--- TASK PROMPT ---
Filter the listing below and reproduce every line that contains the string "window".
## BEGIN
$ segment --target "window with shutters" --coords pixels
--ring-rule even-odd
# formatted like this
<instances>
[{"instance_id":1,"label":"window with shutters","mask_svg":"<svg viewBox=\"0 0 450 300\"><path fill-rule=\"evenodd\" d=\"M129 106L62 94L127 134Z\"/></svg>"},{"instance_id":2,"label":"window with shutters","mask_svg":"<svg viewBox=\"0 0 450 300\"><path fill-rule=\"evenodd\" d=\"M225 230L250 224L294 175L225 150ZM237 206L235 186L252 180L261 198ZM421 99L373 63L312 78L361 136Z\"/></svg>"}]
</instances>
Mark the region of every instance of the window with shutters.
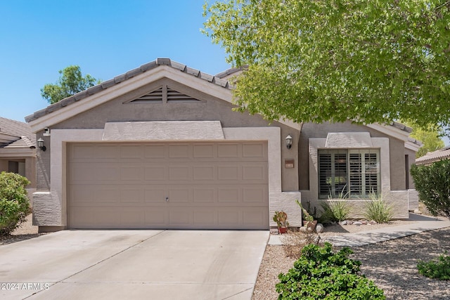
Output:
## END
--- THE COMPLETED TASK ---
$ segment --target "window with shutters" --coords pixels
[{"instance_id":1,"label":"window with shutters","mask_svg":"<svg viewBox=\"0 0 450 300\"><path fill-rule=\"evenodd\" d=\"M129 106L62 94L127 134Z\"/></svg>"},{"instance_id":2,"label":"window with shutters","mask_svg":"<svg viewBox=\"0 0 450 300\"><path fill-rule=\"evenodd\" d=\"M225 230L250 224L294 175L225 150ZM237 206L235 186L252 180L261 198ZM421 99L373 63L312 78L361 136Z\"/></svg>"}]
Mark the region of every instance of the window with shutters.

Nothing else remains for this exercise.